---------- Data
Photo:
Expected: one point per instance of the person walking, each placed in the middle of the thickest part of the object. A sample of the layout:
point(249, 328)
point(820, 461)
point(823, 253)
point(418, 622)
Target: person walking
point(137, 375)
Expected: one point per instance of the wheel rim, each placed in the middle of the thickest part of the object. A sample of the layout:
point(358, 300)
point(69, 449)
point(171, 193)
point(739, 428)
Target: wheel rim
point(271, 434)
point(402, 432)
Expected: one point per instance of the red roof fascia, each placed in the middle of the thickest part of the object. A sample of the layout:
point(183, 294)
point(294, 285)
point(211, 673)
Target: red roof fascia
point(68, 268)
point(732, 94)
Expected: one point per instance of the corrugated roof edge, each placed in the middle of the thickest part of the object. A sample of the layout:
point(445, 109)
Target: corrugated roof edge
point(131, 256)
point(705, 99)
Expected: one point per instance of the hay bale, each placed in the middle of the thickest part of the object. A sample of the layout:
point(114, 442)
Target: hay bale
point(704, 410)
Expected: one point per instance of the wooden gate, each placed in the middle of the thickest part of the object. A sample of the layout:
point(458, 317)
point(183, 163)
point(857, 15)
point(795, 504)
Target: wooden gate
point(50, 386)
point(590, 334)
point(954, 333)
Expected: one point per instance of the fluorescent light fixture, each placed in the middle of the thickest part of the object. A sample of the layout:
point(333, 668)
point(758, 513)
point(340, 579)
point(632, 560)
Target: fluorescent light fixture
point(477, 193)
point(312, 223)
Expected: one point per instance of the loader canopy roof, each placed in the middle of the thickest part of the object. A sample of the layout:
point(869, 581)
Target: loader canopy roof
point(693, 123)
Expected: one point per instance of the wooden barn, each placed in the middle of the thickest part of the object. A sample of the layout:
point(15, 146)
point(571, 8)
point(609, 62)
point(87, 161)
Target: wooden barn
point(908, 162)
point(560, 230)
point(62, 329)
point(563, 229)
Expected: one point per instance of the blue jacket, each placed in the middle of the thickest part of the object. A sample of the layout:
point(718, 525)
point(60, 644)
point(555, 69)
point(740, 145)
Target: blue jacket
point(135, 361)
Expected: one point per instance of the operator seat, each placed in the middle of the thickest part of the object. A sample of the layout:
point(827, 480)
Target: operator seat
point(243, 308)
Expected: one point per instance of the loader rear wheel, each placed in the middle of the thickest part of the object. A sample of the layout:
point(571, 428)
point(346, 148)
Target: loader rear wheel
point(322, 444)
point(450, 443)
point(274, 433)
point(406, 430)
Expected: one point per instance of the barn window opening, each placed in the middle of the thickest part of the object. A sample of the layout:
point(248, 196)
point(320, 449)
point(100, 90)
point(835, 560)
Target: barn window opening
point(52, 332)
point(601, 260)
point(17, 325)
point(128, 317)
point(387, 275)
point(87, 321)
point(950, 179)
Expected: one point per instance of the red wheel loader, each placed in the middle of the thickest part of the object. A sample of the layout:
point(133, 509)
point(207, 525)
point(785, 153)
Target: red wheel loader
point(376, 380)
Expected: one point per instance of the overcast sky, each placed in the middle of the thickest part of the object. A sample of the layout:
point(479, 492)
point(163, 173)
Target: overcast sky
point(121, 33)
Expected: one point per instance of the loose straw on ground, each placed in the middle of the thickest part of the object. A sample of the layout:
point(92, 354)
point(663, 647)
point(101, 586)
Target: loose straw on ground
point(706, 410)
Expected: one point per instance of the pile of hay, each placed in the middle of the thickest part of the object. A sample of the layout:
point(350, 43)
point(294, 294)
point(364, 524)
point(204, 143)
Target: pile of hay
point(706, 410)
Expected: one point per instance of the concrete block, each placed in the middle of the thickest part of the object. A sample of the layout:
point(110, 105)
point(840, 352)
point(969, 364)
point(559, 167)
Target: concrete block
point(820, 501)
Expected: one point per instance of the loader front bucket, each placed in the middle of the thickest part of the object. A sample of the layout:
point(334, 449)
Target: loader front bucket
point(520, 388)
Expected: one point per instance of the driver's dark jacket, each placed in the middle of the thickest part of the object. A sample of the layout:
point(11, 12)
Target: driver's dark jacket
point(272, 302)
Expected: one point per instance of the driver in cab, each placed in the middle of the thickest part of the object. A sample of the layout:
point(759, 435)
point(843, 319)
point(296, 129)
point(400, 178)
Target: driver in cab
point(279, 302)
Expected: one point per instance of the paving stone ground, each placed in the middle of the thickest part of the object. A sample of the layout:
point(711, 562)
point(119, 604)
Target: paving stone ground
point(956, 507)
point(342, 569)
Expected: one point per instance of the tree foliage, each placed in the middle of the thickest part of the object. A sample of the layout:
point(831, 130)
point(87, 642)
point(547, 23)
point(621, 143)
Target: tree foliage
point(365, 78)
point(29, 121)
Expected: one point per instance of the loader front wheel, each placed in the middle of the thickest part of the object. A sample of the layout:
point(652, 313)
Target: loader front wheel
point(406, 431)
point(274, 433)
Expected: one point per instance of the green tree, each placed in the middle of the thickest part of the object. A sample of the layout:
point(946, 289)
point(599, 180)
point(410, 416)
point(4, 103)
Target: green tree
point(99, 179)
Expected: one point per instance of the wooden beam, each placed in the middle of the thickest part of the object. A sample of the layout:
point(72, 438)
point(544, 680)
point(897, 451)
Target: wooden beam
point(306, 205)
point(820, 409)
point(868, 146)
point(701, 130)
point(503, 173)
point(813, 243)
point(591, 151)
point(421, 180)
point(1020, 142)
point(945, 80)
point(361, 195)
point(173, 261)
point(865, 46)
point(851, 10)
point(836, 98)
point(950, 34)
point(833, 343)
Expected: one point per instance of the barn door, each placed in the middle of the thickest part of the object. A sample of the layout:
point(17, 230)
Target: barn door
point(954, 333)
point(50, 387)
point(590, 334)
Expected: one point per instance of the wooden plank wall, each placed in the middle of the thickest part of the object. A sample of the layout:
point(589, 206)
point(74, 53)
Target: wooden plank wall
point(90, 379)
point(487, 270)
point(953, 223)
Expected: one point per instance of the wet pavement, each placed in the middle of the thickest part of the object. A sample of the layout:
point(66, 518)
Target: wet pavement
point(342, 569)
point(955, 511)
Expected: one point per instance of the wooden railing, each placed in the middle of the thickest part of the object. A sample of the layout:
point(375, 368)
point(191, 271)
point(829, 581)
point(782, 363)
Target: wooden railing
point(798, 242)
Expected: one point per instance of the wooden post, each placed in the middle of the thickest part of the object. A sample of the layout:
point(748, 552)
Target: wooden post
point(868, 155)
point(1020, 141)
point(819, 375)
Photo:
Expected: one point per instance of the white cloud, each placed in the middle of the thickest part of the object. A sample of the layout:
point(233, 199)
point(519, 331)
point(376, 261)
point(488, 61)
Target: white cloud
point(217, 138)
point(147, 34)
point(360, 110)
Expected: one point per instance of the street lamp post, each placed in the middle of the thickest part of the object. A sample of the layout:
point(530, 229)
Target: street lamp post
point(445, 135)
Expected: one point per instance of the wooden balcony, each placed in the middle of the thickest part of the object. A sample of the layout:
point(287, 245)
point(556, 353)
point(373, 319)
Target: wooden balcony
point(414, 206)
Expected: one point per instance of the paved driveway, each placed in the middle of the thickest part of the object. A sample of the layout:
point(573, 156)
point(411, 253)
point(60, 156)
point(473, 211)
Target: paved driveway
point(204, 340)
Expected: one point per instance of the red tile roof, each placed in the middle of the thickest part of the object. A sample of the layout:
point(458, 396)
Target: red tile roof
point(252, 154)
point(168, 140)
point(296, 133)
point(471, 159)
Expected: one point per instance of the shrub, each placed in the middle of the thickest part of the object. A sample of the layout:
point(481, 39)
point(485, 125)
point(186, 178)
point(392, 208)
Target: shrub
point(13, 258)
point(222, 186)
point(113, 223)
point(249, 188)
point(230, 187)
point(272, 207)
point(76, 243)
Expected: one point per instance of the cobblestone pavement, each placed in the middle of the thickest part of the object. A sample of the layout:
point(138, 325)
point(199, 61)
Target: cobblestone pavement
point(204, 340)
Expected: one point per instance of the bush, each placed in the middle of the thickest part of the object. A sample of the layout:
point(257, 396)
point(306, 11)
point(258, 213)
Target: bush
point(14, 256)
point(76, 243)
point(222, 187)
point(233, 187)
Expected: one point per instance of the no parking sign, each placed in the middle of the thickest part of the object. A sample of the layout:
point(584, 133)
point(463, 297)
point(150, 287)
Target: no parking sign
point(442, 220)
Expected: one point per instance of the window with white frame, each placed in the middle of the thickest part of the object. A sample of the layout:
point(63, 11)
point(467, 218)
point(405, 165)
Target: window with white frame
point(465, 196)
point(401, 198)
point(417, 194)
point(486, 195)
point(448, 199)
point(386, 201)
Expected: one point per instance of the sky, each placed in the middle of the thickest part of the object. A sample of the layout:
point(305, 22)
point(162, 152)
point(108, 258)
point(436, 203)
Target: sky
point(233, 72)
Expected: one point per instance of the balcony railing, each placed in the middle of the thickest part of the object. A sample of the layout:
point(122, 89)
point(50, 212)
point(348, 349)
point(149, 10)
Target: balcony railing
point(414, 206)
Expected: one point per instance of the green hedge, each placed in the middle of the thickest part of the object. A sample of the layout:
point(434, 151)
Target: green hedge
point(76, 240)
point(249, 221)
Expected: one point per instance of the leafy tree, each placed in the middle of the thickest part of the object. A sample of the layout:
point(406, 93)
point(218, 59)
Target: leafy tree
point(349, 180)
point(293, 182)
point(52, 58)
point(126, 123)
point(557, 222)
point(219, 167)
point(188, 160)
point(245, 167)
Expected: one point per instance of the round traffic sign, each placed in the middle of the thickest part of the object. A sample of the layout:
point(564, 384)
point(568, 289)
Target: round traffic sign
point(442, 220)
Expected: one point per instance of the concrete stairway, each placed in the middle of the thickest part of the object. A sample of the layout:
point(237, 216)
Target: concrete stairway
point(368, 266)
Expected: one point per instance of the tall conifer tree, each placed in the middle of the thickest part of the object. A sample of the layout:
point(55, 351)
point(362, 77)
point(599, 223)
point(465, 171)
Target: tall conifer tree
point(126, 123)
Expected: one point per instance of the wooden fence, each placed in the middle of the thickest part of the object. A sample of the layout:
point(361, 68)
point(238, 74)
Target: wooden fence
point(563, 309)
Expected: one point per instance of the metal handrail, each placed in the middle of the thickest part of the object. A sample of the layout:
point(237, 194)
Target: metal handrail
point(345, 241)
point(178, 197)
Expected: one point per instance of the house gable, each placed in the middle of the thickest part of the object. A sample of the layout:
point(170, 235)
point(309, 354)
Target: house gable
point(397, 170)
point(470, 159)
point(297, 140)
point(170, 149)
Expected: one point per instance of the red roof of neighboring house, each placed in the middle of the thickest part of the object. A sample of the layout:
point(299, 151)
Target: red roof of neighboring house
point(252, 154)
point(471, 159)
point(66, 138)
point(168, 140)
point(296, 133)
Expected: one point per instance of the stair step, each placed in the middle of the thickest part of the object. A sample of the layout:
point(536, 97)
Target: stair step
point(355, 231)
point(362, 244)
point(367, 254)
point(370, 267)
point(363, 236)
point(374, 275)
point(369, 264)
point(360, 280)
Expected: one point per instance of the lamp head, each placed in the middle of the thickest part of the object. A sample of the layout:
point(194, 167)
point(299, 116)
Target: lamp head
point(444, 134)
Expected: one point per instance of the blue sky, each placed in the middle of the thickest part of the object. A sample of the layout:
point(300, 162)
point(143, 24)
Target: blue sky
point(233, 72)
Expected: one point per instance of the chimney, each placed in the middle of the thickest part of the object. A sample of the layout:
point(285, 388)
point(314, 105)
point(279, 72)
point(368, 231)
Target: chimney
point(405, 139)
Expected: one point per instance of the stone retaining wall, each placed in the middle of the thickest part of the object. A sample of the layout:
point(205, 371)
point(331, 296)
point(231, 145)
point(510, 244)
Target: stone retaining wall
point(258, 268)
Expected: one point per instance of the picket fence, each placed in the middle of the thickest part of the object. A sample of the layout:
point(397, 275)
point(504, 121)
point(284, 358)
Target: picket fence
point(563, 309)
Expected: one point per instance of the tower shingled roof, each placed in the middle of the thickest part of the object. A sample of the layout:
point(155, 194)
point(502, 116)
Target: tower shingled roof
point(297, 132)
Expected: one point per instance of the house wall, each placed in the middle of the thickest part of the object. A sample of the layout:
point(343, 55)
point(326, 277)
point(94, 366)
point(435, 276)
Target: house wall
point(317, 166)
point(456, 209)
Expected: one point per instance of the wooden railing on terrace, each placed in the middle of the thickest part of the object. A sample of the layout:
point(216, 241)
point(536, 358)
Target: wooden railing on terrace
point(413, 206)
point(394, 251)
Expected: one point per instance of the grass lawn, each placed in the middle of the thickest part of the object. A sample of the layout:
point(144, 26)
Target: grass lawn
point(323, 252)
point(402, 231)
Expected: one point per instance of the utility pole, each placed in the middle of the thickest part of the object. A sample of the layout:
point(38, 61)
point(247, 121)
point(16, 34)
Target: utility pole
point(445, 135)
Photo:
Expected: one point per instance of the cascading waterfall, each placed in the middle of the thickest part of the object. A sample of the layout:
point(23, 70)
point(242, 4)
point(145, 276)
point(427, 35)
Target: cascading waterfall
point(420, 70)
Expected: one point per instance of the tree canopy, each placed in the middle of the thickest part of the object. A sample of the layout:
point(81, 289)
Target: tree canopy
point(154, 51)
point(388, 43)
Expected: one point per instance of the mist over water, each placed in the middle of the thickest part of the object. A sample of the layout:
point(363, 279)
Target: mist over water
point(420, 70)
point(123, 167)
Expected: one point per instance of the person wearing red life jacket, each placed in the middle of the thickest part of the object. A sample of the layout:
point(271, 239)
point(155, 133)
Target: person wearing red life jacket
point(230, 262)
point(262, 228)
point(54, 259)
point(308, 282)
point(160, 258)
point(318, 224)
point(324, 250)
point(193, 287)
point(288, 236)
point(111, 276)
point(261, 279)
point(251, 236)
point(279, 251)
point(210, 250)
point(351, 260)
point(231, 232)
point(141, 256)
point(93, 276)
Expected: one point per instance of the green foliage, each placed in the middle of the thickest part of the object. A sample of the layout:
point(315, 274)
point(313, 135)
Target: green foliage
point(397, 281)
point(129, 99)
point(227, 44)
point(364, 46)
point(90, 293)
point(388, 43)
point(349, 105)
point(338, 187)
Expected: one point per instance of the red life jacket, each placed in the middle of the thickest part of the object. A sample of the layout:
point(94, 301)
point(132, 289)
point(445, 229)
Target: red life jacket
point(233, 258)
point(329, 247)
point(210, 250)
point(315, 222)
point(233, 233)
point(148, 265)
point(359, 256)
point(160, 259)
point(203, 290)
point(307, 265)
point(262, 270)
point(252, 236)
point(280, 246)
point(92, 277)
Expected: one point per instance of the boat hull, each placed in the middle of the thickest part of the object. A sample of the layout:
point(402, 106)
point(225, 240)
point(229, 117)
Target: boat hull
--------------------
**Work required:**
In the material above, locate the line containing "Expected: one point per instance of the green tree, each" and the line containing "point(897, 451)". Transcribe exactly those two lines and every line between them, and nothing more.

**Your solution:**
Expected: one point per instance of the green tree, each placed in the middle of the thickest part of the object. A sample of the layout:
point(946, 289)
point(599, 180)
point(410, 416)
point(4, 103)
Target: green tree
point(99, 179)
Expected: one point per instance of the wooden beam, each placed in the middle of the thickest part of the object. A sample of the layout:
point(72, 438)
point(544, 680)
point(897, 451)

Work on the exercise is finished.